Reproduce the section of the blog post about writing while exhausted that starts at "Napoleon Bonaparte" and stops after "no matter what.".

• EXCERPTED PASSAGE:
· · · ·

“It was one of those moments
of perfect tiredness, of having conquered not only the work at hand, but the
night who had blocked the way.”
“I am so tired, I can hardly
type these worfs.”
“The first virtue in a soldier is endurance of fatigue;
courage is only the second virtue.”
Napoleon Bonaparte
I absolutely do not want to
write. I’m exhausted. After work, I came home only to
discover that I had left my computer at work and so I had to go back. All I want to do is go to bed, but then
I tell myself that determination is the emotion without emotion and that I am
determined to write two blogs a day, no matter what.
Was that
self-sabotage when I left my computer at work? Was I trying to avoid my commitment? Or was I just tired and forgetful? Or was it a little of both? It doesn’t matter, because I have my
computer now and while this blog may be short, at least it will get
written.
All I want to do
is finish though. I have no
enthusiasm for this at the moment.
That’s how it goes sometimes.
Perhaps if I had not overslept, I would have done my first blog in the
morning and my second one in the afternoon. I think I need to not do them late at night. No one does well when they’re
tired. I also don’t want to burn
myself out. Still, I have no
complaints. I’m lucky to have
this.
Yes, it’s hard at
the moment, but when I’m done, I’ll be one step closer to my goal of 50 this
month and 365 by December 29, 2013.
By next spring, if I stay with my goal, I will have written 500 blogs. Is there that much writing in me? Do I have that many constructive
and helpful things to say? It
seems pretty daunting. I’m not
even sure if anyone has written this many blogs in this space of time. Maybe I’ll be the first. Wouldn’t that be funny if I reached
some kind of record for the number of blogs written? That’s certainly not my goal, but it would be fun.
All I want now is
to finish this blog. Then I want
to sleep. Tomorrow I need to get
up early so I can get a blog done in the morning and my second one in the
afternoon. I need my nights
off. So this is how the
process works. It went from a few
blogs a month to one a day to two a day.
Now I’m focusing on the specific times I want to write. That’s how it works, especially when in
Purpose. I learn more and
more. I get better. I create more. I add more responsibilities and I’m
more effective with my time.

· · · ·

• INFORMATION GIVEN:
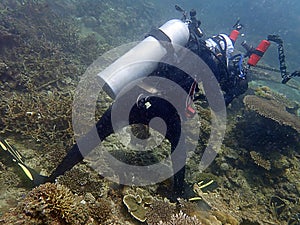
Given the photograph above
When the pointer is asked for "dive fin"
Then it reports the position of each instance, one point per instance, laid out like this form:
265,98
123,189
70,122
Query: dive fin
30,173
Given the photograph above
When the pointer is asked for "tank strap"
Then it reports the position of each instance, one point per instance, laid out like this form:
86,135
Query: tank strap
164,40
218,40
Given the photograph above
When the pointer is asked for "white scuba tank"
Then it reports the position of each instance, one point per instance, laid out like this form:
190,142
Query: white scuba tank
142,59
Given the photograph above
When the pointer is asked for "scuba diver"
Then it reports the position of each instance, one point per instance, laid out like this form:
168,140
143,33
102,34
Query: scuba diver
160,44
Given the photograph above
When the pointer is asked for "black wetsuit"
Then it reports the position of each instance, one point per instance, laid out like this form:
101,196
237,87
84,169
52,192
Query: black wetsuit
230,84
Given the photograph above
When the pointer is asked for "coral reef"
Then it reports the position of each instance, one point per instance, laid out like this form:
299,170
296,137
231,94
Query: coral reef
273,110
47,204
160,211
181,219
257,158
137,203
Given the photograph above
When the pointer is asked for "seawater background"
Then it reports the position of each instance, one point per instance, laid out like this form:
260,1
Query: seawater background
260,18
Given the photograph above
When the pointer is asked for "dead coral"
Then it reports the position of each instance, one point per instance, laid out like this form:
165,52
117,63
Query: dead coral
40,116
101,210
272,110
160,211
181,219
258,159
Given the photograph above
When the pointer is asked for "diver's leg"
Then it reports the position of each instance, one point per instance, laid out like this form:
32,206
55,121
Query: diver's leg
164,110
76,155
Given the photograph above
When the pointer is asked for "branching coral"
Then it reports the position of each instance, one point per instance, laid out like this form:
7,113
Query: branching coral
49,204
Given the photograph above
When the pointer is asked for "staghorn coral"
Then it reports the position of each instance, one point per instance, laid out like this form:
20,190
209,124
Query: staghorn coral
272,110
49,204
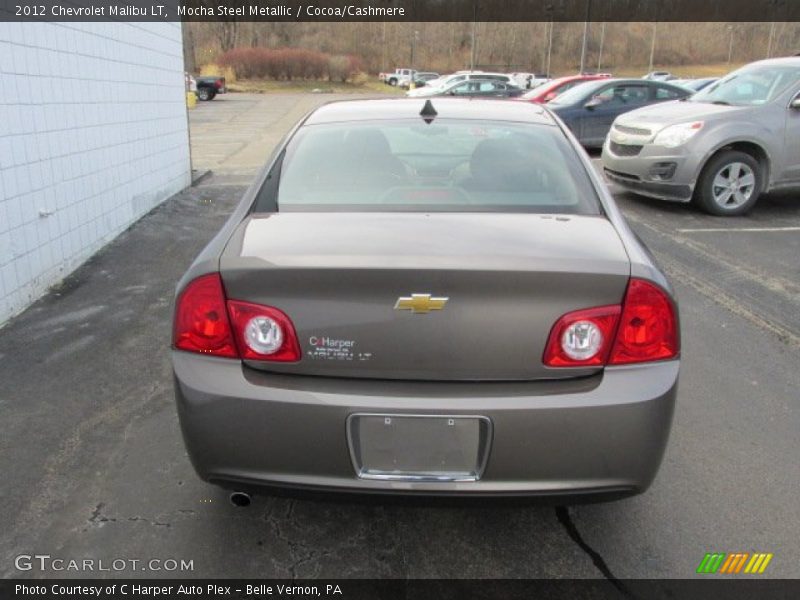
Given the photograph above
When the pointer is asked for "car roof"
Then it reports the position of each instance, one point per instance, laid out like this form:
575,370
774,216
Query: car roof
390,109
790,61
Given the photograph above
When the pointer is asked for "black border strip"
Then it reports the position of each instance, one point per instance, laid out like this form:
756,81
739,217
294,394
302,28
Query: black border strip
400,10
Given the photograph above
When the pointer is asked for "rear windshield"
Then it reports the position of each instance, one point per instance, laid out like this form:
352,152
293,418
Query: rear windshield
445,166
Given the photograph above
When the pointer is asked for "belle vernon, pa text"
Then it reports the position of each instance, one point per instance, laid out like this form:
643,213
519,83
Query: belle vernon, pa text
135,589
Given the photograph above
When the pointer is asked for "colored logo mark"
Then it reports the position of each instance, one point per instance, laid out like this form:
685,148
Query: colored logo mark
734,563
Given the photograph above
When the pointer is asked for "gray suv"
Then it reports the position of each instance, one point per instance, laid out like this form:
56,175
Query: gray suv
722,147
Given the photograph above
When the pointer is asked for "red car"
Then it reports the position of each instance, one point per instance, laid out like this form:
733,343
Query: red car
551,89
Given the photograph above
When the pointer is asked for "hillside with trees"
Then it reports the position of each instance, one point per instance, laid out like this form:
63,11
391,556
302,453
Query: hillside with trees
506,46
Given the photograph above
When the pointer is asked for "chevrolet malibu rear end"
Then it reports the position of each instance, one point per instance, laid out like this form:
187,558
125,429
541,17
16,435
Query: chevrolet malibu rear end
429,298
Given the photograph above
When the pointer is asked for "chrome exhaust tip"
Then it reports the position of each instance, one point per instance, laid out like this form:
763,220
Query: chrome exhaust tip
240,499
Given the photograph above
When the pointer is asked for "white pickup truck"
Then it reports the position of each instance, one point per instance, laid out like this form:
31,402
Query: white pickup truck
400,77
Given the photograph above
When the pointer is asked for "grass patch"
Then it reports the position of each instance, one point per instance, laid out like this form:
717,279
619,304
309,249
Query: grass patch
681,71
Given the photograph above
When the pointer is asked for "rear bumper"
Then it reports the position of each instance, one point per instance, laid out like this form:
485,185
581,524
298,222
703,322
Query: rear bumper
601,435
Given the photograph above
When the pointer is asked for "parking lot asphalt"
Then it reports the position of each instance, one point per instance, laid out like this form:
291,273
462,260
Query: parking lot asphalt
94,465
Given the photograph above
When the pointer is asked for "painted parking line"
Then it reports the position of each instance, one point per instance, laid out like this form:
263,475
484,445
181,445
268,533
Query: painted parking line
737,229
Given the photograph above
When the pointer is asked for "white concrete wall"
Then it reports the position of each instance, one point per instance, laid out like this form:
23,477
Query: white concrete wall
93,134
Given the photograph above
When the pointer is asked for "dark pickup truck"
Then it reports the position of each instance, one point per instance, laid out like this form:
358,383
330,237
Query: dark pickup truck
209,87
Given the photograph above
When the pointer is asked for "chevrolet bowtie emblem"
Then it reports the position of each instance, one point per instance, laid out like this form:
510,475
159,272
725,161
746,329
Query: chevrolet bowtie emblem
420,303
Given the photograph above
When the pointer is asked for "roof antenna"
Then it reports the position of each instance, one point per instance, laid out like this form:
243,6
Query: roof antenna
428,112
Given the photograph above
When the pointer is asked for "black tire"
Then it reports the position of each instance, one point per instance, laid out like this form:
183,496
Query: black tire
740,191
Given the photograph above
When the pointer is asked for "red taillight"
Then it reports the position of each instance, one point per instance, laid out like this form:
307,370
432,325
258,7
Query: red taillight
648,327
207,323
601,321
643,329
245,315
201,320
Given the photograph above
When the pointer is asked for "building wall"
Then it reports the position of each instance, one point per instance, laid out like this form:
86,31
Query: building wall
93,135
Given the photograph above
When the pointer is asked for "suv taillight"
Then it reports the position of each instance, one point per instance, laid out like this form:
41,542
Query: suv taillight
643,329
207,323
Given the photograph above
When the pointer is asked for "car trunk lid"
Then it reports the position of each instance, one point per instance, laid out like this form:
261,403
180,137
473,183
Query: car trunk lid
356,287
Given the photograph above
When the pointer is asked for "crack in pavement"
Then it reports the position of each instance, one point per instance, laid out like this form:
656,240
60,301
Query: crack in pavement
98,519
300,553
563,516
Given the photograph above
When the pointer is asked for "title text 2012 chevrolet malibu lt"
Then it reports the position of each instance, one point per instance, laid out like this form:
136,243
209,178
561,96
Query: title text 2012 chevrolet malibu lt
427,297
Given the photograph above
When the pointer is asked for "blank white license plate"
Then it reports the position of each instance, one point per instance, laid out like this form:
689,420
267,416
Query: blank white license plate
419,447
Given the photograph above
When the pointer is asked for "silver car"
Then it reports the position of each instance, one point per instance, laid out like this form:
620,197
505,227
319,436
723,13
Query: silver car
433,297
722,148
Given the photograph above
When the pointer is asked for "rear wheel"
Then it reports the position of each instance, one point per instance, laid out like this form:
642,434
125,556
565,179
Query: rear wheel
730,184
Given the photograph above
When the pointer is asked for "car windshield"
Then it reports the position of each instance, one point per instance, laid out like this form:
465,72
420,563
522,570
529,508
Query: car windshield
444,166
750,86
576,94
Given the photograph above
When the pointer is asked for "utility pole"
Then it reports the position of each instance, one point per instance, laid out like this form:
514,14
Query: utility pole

· · · ·

• RESPONSE TO THE TASK:
Napoleon Bonaparte
I absolutely do not want to
write. I’m exhausted. After work, I came home only to
discover that I had left my computer at work and so I had to go back. All I want to do is go to bed, but then
I tell myself that determination is the emotion without emotion and that I am
determined to write two blogs a day, no matter what.